GIVEN REQUEST:
Copy out every line of the records below word for word.

Entries for pointing and labeling:
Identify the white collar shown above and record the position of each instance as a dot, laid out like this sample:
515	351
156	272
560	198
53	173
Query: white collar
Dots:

FULL ANSWER:
Identify the white collar shown above and record the position of each instance as a dot, laid out like this sample:
515	351
156	272
560	198
53	173
Query: white collar
Dots:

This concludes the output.